# Chopstick holders



## Skyewillow (Dec 28, 2012)

They've just come out of the oven, so they still have to cool before I can paint them. I'm thinking about selling a couple of them on Etsy.


----------



## blu the betta (Dec 31, 2012)

very very creative! you did a great job. i love the fish shape. are you going to paint them?


----------



## Skyewillow (Dec 28, 2012)

Yup! I think I might paint the pair we're keeping to look like Mushu and Lillith.

Tomorrow I'm going to try a CT.


----------



## Skyewillow (Dec 28, 2012)

My holdbacks are painted. And glossed, they'll probably be sticky though, because I broke the stupid aerosol can's spray nozzle, so it went a little crazy. >_<


----------



## Indigo Betta (Sep 27, 2012)

those are so cute!! i love them!


----------



## Fenghuang (Dec 28, 2012)

I NEED THOSE!

*ahem*

They're adorable. ^^


----------



## isochronism (Nov 24, 2012)

Skye, I first thought those were chinese dumplings...


----------



## rubinthebetta (Oct 9, 2012)

So cute! If I used chopsticks more often, I would snatch one right up!


----------



## FeatherStone (Mar 6, 2013)

Love how you made them shine. What did you use to do that?


----------



## Skyewillow (Dec 28, 2012)

I used a spray gloss, that gives them the shine. Be careful, too much and they get sticky, and it's almost impossible to make that stop. >_<

I'm working on a pair for Syriiven, and I have a pair of blanks kicking around. I love using my chopsticks, and I kept seeing the rests... "well dang, I can make those!!"


----------



## Kithy (Nov 21, 2012)

Really cute!! 

I think it's a great idea :3 If they're not too spendy to make then I'd say open up for some commissions on Etsy to sell!

________________________________________

▸ **TASK LIST**
A - Reproduce the part of the chopstick holder thread that opens with the words containing "## blu the betta" and closes with "to try a CT.", swapping "fish shape" for "fish design".
B - Carry the chopstick holder thread forward from its final post.

▸ **DATA SUPPLIED**
________________________________________

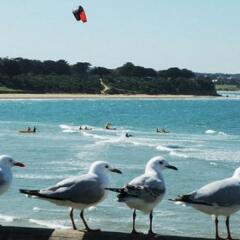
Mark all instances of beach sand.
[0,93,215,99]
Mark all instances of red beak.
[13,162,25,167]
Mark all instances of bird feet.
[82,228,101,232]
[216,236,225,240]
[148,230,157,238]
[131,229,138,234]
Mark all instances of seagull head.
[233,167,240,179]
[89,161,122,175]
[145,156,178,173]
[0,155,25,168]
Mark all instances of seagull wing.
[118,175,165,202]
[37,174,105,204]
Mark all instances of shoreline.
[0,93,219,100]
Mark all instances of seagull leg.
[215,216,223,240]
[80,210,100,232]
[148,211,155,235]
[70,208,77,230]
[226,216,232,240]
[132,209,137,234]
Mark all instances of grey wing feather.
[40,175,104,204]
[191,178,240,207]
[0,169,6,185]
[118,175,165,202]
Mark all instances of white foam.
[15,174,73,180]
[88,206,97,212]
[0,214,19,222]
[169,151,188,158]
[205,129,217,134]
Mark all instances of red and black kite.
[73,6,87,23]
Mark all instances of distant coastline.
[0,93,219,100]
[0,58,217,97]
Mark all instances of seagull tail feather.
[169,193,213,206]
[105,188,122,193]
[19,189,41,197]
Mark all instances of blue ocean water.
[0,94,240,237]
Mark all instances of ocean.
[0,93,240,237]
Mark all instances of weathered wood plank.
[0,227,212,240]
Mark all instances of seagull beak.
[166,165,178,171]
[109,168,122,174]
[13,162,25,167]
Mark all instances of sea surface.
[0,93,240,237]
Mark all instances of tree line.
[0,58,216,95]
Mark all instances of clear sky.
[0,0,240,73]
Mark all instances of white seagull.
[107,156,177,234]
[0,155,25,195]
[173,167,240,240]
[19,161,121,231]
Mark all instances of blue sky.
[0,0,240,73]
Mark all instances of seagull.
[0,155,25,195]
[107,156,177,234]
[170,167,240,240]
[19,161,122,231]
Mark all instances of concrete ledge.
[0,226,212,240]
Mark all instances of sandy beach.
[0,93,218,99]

________________________________________

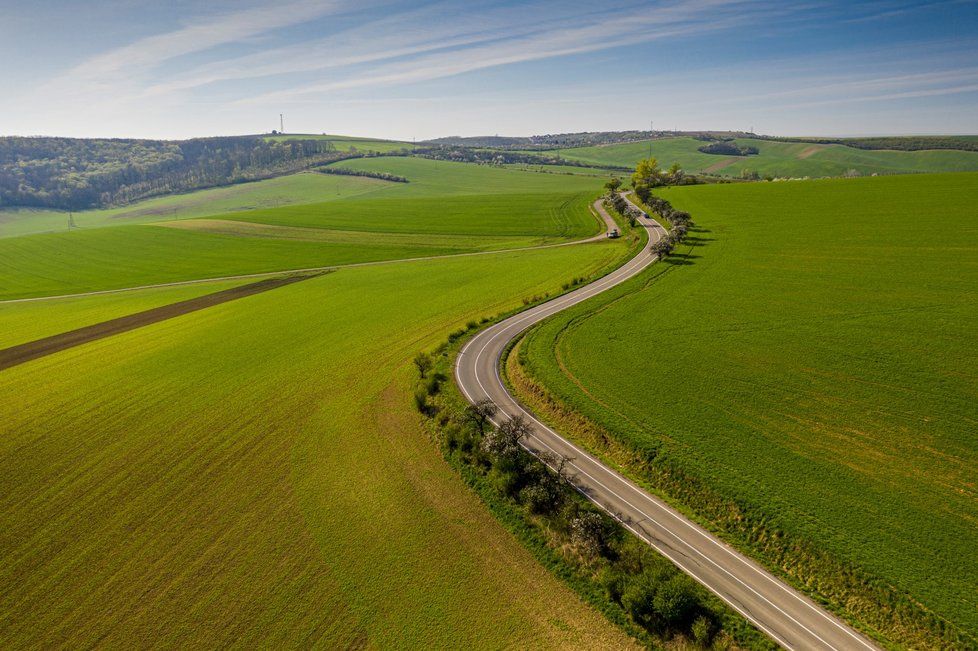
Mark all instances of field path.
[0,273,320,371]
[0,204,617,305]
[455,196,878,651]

________________________________________

▸ **ANSWERS TO THE TASKS**
A -
## blu the betta (Dec 31, 2012)

very very creative! you did a great job. i love the fish design. are you going to paint them?


----------



## Skyewillow (Dec 28, 2012)

Yup! I think I might paint the pair we're keeping to look like Mushu and Lillith.

Tomorrow I'm going to try a CT.

B -
----------



## Skyewillow (Dec 28, 2012)

I don't know if I'm really going to sell these, or if it's going to be an occasional thing.


----------



## Skyewillow (Dec 28, 2012)

here are Syriiven's


----------



## FeatherStone (Mar 6, 2013)

I've never used spray gloss before. If its really sticky try clear nail polish. I've used it for some shells that I wanted to turn into "beads".


----------



## Skyewillow (Dec 28, 2012)

of course I would delete the link I was using.








^Syriiven's

My fiance figured that rinsing them helps a little

Mine holding some chopsticks!


----------



## bettacrazygirl86 (Jan 21, 2013)

I would LOVE one (or two) if you sold them!


----------



## Skyewillow (Dec 28, 2012)

CT!!









HM









Both (individuals)


----------



## Fenghuang (Dec 28, 2012)

Are those mine?  I hadn't seen the top view. They look so good!


----------



## Indigo Betta (Sep 27, 2012)

awesome i really need to get some model clayXD


----------



## Skyewillow (Dec 28, 2012)

those are the figurines. I'll send you the top view of yours. ^_^


----------



## Skyewillow (Dec 28, 2012)

Fenghuang!


----------



## Fenghuang (Dec 28, 2012)

Yay! Thank you so much, Skye! They're so pretty.


----------



## Skyewillow (Dec 28, 2012)

You're welcome!


----------



## Syriiven (Aug 15, 2012)

All of em are really cute =) Can't promise mine will be used as chopsticks as they honor my now gone fishies, but they'll definitely be on display =)


----------



## Skyewillow (Dec 28, 2012)

That's alright, ^_^


----------



## Skyewillow (Dec 28, 2012)

Donqui before I sprayed him with gloss coat









For Syriiven's Nana, for fielding all of our packages! XD


----------



## Rilly10 (Apr 1, 2013)

OMG I LOVE these! Let me know if you are interested in a custom order for a set!  soooo cute!!!


----------



## Skyewillow (Dec 28, 2012)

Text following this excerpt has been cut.